**The input**
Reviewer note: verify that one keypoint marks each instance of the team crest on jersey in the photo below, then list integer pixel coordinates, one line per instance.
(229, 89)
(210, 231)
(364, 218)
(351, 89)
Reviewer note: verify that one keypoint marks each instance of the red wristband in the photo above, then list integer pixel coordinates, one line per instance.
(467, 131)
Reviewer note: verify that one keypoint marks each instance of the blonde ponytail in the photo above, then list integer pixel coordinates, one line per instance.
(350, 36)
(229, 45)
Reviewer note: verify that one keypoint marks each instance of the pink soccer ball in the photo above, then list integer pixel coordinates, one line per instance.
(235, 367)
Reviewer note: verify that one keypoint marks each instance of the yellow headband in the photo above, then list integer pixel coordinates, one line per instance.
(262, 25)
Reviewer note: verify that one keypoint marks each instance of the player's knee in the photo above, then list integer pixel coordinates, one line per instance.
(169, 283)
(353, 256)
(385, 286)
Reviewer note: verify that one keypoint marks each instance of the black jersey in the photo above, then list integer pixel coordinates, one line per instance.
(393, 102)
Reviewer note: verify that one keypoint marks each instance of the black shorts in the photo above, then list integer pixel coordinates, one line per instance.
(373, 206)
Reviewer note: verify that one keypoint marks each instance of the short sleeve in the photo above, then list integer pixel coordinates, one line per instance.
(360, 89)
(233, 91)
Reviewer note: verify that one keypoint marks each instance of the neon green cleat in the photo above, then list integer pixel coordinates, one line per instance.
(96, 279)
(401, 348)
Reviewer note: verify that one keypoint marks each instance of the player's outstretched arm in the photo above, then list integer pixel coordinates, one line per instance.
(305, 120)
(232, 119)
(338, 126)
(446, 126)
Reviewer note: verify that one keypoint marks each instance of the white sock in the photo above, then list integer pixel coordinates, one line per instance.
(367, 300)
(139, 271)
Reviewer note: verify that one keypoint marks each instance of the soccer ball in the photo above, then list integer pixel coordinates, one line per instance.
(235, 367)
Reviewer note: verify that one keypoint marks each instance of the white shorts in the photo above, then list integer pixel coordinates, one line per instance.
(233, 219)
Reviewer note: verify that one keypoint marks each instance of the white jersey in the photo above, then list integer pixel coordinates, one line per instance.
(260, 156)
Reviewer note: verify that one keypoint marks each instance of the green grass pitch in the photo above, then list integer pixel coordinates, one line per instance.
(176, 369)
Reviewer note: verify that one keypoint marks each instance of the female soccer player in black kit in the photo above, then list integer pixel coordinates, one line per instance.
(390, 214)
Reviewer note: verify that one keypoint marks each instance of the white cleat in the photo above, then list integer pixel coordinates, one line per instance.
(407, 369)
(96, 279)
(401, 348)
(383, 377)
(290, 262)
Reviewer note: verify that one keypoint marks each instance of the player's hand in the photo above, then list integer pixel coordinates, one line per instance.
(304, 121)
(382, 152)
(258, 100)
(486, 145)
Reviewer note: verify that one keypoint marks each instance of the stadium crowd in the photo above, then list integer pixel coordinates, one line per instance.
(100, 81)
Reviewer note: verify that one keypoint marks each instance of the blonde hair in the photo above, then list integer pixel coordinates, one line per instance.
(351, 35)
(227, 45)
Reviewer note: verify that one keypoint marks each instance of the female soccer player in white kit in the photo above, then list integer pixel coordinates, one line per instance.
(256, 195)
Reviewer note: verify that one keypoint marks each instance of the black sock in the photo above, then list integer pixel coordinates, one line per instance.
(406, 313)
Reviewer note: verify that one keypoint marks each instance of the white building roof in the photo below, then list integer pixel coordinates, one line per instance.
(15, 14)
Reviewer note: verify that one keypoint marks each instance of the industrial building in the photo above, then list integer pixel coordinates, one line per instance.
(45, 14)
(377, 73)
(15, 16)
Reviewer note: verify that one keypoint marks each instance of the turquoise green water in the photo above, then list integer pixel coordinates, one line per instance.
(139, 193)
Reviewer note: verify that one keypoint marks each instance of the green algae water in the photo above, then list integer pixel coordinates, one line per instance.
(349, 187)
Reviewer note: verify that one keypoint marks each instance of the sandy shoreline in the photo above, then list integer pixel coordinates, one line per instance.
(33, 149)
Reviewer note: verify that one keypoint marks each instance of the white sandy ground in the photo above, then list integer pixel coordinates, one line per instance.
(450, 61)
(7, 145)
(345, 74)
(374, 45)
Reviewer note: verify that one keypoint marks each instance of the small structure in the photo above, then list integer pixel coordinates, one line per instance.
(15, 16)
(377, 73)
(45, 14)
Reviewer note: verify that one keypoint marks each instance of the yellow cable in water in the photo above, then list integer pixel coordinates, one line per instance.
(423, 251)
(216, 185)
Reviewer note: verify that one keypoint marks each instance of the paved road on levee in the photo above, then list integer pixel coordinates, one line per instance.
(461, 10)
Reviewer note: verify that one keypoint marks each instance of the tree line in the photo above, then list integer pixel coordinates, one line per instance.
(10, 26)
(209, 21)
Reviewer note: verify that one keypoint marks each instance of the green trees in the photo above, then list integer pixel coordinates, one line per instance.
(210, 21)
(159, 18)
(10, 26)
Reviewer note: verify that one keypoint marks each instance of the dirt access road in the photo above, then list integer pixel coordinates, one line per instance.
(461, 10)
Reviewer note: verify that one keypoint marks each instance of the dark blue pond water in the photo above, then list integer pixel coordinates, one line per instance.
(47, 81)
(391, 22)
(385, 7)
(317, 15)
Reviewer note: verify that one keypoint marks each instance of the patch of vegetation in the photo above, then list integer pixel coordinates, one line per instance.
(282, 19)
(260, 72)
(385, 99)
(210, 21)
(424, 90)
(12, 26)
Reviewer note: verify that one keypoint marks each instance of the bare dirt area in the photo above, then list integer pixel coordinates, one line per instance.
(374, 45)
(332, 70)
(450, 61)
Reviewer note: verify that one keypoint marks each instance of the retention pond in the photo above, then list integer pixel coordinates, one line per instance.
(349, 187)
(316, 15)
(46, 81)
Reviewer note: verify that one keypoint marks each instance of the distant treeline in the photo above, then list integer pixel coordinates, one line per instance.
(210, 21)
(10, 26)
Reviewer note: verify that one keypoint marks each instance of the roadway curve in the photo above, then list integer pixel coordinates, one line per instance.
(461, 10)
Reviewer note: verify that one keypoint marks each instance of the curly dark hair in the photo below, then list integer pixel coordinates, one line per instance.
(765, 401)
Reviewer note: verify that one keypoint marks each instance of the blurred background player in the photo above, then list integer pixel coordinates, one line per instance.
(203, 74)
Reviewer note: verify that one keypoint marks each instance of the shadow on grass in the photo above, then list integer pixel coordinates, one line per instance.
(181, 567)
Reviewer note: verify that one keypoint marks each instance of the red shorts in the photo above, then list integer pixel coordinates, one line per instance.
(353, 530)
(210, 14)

**What is needed**
Write down every record shown above precisely.

**Task answer**
Reviewer note: verify that one keypoint marks each instance of the team crest on jersey in the photo below, then list integer pixel coordinates, one line per instance.
(229, 89)
(210, 231)
(364, 218)
(351, 89)
Reviewer note: verify that one keypoint marks each instance of the red wristband in the photo above, then list integer pixel coordinates, one line per instance.
(467, 131)
Reviewer note: verify that one keypoint marks each instance of the blonde ponytail in the photo above, then list integer pixel coordinates, one line per instance.
(350, 36)
(229, 45)
Reviewer note: verify that one keypoint marks each instance of the pink soccer ball in the photo above, then list integer pixel coordinates, one line per instance.
(235, 367)
Reviewer note: verify that one keypoint marks each instance of the yellow headband in the photo above, then list integer pixel coordinates, one line per instance.
(262, 25)
Reviewer note: verify that one keypoint marks each instance of the player's knee in the photo above, then list integer pixel coordinates, one line per instance.
(169, 283)
(353, 256)
(385, 286)
Reviewer note: verify that one keypoint marks each instance of the black jersey in the photo above, then list integer pixel coordinates, one line per instance.
(393, 102)
Reviewer note: verify that one keypoint marks each instance of the black shorts in the photo above, then list integer pixel coordinates, one line per instance.
(373, 206)
Reviewer note: verify that one keypoint marks each instance of the short sleeve in the photo above, then list integer pixel coordinates, one line per instance.
(360, 89)
(233, 91)
Reviewer note: verify that one keypoint marks each instance of the neon green cleat in the photo above, then list integer pixel coordinates, one line per instance.
(96, 279)
(401, 348)
Reviewer note: verify that one keypoint marks each instance of the player's outstretched arm in the photo above, then list integer pixel coordinates, one line per instance.
(305, 120)
(232, 119)
(338, 126)
(446, 126)
Reviewer note: verify that one keypoint marks each instance of the white sock in the photo above, then list integer pixel coordinates, one line per instance.
(367, 300)
(139, 271)
Reviewer note: verify that one keypoint marks each instance of the soccer ball in the photo above, then list integer pixel coordinates, one line per instance.
(235, 367)
Reviewer note: verify that one keypoint marks each instance of the white shorts in the photo above, then list integer pixel coordinates, one line per instance.
(233, 219)
Reviewer note: verify that one keypoint marks each instance of the white jersey in the photo above, then list integer pixel coordinates, one line per instance.
(260, 156)
Reviewer note: verify that one keypoint marks each instance of the green grass pitch in the photo above, then list integer pixel coordinates, one line per instance.
(176, 369)
Reviewer note: verify that one keypoint marks each instance of the female soccer player in black kit in the photo above, then list integer pixel coordinates, one line per instance.
(390, 214)
Reviewer note: verify that one keypoint marks each instance of the white cleat in the photo above, then list integer pixel coordinates, one line per instance.
(407, 369)
(96, 279)
(401, 348)
(383, 377)
(290, 262)
Reviewer note: verify that one keypoint marks each instance of the player's hand in the photo above, then list integer pixel coordinates, one line per instance.
(304, 121)
(382, 152)
(258, 100)
(486, 145)
Reviewer note: verify that one keypoint marks each instance of the stadium crowd in the photo above, then list integer pixel coordinates, one line per instance.
(100, 81)
Reviewer note: verify that one keypoint marks each instance of the blonde hair in the photo above, then list integer pixel coordinates, one line per instance.
(351, 35)
(227, 45)
Reviewer note: verify that one keypoint marks each instance of the female soccer player in white kit in the photo above, then list integer pixel coordinates, one line per instance.
(256, 195)
Reviewer note: verify that one keypoint marks each instance of the black sock in the photo above, then list integer pixel coordinates, one line per instance.
(406, 313)
Reviewer note: verify that one keypoint marks each instance of the white building roof in the photo below, then list integer pixel coordinates, one line per instance.
(15, 14)
Reviewer note: verify that one keypoint marks each instance of the industrial building in the photo above, then list integer pixel coordinates, one line per instance.
(45, 14)
(377, 73)
(15, 16)
Reviewer note: verify that one keypoint marks each instance of the turquoise green water in the photo above, then list integer pixel coordinates, one line per instance.
(139, 193)
Reviewer note: verify that one keypoint marks each instance of the green algae water in the photo above, then list integer pixel coordinates, one line per instance.
(349, 187)
Reviewer note: verify that one keypoint marks each instance of the sandy shoreline in the photo above, then list integer pixel coordinates, one line per instance.
(33, 149)
Reviewer note: verify that one keypoint marks each instance of the white sandy ground in the photo above, then list integer pixel coordinates, one line per instance.
(450, 61)
(7, 145)
(345, 74)
(374, 45)
Reviewer note: verify that one keypoint marks each instance of the small structure in the photo above, then list integer pixel coordinates, one line per instance.
(15, 16)
(377, 73)
(45, 14)
Reviewer note: verify that one keypoint marks each instance of the yellow cable in water in the photo above, then list integer pixel coordinates, one line per instance.
(423, 251)
(216, 185)
Reviewer note: verify that one keypoint marks each instance of the paved road on levee in the photo above, then list integer pixel coordinates, one line per instance.
(461, 10)
Reviewer note: verify that one keypoint marks each instance of the tree line in the photo above, then list integer pixel coordinates, one line per instance.
(10, 26)
(209, 21)
Reviewer note: verify that one keypoint marks each instance of the green trees in the photo above, then list integer pixel coordinates, one line per instance.
(210, 21)
(159, 18)
(10, 26)
Reviewer note: verify that one keypoint marks each instance of the dirt access road in the photo above, then list integer pixel coordinates, one line per instance.
(461, 10)
Reviewer note: verify that one keypoint marks each instance of the dark blue pond water in the photo above, then list integer pixel coordinates, one line per instance.
(47, 81)
(391, 22)
(385, 7)
(317, 15)
Reviewer note: verify that one keypoint marks each instance of the patch of vegetation in the photo above, then list integer pixel coordinates, one line per instance.
(282, 19)
(260, 72)
(385, 99)
(210, 21)
(424, 90)
(12, 26)
Reviewer note: verify that one keypoint marks each instance of the bare dirt area in the photo above, then list integer pixel coordinates, one line per instance.
(374, 45)
(332, 70)
(450, 61)
Reviewer note: verify that one keypoint marks each instance of the retention pond in the photo above, then list integer pixel coordinates, one line per instance.
(349, 187)
(316, 15)
(46, 81)
Reviewer note: verify that one keypoint marks each instance of the distant treeline in the photo above, then list integer pixel coordinates, one line per instance.
(210, 21)
(10, 26)
Reviewer note: verify that one keypoint marks each instance of the roadway curve in the photo above, then list integer pixel coordinates, one line per instance.
(461, 10)
Reviewer note: verify that one keypoint marks each instance of the curly dark hair in the photo below, then list integer pixel coordinates, one line per instance.
(765, 401)
Reviewer note: verify that one keypoint marks each instance of the blurred background player in the photo above, then list integer pixel coordinates, one line per instance.
(203, 74)
Reviewer note: verify that one keypoint marks each instance of the shadow on grass in the photo above, then list integer pixel coordinates, one line per instance.
(181, 567)
Reviewer note: verify that one keypoint marks each instance of the red shorts in the photo above, then list integer pixel coordinates, one line per instance.
(353, 530)
(210, 14)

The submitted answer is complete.